===== Page =====

So when my characters traveled to Istanbul, Keith and I figured that the Ottomans needed their own style. Since they ultimately joined the Germans, we figured they had to be Clankers at heart. But they were on the fence for a few months in 1914, so I decided that Ottomans would make their machines in the form of animals, just to give the Darwinists a fighting chance. Thus the sultan’s power is based on an army of mechanical elephants:

This two-page image shows how rich Keith’s Clanker Istanbul is. We can see a minaret and mosque alongside the western-influenced residential architecture of the city, and in the background a pair of Iron Golems guarding a Jewish neighborhood. Istanbul in 1914 was a true multicultural city, so each religion has its own Clanker style. My favorite is possibly the Kurdish battle walker, based on the goddess Şahmeran, shown here in a Steamed World Exclusive!

One of the great things about illustrated books is how the themes in the text are reinforced by the art. In these last two images you can see the conflict that the Ottomans face: Are they steely, functional Clankers or sensuously styled Darwinists? They have bits of both, of course, so choosing sides in the great war won’t be easy.

Without being too spoiler-y, I’ll reveal that in the third book of the series, Goliath, His Majesty’s Airship Leviathan continues on its travels around the globe. There should be many more styles to discover along the way.

===== Supplied material =====

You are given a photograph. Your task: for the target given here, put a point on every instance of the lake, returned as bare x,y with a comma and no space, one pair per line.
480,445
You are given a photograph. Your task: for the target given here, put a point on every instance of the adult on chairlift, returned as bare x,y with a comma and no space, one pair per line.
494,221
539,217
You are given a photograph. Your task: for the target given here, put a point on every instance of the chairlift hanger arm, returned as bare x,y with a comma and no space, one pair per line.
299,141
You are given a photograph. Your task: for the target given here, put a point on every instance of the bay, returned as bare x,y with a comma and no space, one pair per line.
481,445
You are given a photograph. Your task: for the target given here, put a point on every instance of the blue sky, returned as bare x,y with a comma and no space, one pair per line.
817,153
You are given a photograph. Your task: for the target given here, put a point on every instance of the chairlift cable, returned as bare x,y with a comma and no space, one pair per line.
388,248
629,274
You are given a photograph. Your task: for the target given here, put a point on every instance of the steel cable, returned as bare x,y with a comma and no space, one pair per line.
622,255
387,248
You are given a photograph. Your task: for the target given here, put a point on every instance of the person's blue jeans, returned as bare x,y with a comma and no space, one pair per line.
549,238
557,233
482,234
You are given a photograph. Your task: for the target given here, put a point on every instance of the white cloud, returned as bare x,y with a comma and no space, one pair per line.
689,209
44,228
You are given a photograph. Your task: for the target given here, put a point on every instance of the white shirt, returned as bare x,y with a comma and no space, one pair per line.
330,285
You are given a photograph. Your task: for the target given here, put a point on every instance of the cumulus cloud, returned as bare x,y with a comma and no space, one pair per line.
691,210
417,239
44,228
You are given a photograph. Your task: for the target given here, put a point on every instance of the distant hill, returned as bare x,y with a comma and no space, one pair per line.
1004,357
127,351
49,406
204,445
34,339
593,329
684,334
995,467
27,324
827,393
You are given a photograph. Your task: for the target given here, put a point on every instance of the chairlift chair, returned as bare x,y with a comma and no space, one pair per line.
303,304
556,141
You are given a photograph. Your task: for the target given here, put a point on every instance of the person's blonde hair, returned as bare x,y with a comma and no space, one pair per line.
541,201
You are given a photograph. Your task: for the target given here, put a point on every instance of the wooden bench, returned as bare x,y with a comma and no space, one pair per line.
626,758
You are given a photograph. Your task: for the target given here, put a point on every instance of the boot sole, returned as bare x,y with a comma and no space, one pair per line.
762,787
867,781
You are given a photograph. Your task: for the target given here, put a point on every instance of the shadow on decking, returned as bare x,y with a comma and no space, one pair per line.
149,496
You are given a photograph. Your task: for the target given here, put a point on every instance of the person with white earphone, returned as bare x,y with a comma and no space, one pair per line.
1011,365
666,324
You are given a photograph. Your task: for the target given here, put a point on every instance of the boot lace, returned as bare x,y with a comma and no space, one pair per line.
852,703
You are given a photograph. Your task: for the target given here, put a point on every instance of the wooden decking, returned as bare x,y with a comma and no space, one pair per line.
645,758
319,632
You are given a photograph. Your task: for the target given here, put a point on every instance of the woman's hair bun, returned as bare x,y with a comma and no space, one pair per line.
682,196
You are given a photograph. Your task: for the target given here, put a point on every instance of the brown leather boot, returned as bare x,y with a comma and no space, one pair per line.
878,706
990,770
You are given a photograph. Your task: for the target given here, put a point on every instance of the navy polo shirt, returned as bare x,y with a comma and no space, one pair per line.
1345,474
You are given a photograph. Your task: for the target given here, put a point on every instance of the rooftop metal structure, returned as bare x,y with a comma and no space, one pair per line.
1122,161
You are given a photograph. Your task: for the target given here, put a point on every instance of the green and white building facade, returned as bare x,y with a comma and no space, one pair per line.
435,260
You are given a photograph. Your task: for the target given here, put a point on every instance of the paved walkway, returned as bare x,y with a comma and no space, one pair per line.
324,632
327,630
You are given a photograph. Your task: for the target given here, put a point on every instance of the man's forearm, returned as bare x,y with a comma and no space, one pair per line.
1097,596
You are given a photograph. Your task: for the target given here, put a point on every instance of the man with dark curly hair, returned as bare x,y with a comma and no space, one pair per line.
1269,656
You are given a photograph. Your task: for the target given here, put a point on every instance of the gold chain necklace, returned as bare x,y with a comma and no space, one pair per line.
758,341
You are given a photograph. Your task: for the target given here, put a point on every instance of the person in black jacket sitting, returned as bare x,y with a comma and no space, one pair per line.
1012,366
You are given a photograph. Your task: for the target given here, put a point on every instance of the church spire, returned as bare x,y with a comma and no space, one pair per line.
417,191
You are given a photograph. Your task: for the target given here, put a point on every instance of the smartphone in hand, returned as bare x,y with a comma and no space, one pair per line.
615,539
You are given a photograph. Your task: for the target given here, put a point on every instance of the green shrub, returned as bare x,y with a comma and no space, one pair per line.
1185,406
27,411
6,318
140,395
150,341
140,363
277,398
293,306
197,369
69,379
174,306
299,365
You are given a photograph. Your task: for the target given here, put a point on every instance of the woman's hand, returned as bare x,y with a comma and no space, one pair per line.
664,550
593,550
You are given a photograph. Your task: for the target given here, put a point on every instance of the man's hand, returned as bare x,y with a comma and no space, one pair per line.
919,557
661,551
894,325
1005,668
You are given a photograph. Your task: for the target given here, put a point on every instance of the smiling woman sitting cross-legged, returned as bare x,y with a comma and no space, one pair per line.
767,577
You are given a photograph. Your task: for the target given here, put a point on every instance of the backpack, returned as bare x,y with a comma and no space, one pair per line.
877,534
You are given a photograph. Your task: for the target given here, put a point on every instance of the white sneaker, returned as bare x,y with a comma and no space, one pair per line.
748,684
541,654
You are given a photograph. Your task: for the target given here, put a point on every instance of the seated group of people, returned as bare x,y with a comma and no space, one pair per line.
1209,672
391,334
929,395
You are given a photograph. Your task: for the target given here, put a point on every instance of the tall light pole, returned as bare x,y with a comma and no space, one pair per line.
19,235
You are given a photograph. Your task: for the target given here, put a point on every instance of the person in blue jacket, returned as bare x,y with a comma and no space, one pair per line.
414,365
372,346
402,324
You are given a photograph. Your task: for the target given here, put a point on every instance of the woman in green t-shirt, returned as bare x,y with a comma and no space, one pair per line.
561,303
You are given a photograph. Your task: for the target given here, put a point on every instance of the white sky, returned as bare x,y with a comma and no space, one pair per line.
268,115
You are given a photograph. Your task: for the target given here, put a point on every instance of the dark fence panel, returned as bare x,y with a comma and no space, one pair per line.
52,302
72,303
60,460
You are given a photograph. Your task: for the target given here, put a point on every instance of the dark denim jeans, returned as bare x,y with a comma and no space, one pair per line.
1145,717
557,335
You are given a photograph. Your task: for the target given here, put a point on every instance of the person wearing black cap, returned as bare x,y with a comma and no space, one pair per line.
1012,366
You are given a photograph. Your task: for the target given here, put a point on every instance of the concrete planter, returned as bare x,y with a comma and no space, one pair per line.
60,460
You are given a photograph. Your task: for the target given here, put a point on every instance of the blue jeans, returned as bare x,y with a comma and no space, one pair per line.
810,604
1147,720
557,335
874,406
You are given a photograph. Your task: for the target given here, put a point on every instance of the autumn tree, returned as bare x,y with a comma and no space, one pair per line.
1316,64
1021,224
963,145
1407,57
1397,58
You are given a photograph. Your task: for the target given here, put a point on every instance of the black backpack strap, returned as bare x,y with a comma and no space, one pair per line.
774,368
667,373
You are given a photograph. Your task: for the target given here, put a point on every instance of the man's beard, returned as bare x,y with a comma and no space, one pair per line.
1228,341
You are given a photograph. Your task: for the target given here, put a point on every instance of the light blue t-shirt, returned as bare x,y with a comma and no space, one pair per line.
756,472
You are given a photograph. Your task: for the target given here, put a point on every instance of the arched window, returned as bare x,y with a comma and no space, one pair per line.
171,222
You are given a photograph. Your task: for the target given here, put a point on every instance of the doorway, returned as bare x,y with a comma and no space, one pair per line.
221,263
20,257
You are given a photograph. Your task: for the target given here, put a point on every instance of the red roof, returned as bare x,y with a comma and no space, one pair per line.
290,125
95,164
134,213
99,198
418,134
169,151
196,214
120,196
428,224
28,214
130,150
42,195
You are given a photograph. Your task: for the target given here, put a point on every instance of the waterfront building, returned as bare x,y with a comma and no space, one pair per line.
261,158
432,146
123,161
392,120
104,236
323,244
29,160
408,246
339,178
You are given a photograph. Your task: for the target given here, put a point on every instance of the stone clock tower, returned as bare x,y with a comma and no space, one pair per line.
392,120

=====

Required tasks:
1. Copy out the passage about Clanker Istanbul word for word, everything from "One of the great" down to "along the way.".
2. In one to three sentences, explain why, according to the passage about Clanker Istanbul, the Ottomans build their machines in the form of animals.
3. Render this sentence from the passage about Clanker Istanbul in Spanish: "Istanbul in 1914 was a true multicultural city, so each religion has its own Clanker style."

Per-task outputs:
1.
One of the great things about illustrated books is how the themes in the text are reinforced by the art. In these last two images you can see the conflict that the Ottomans face: Are they steely, functional Clankers or sensuously styled Darwinists? They have bits of both, of course, so choosing sides in the great war won’t be easy.

Without being too spoiler-y, I’ll reveal that in the third book of the series, Goliath, His Majesty’s Airship Leviathan continues on its travels around the globe. There should be many more styles to discover along the way.

2. The Ottomans were on the fence for a few months in 1914 before joining the Germans, so their machines take animal forms to give the Darwinists a fighting chance.

3. Estambul en 1914 era una verdadera ciudad multicultural, así que cada religión tiene su propio estilo Clanker.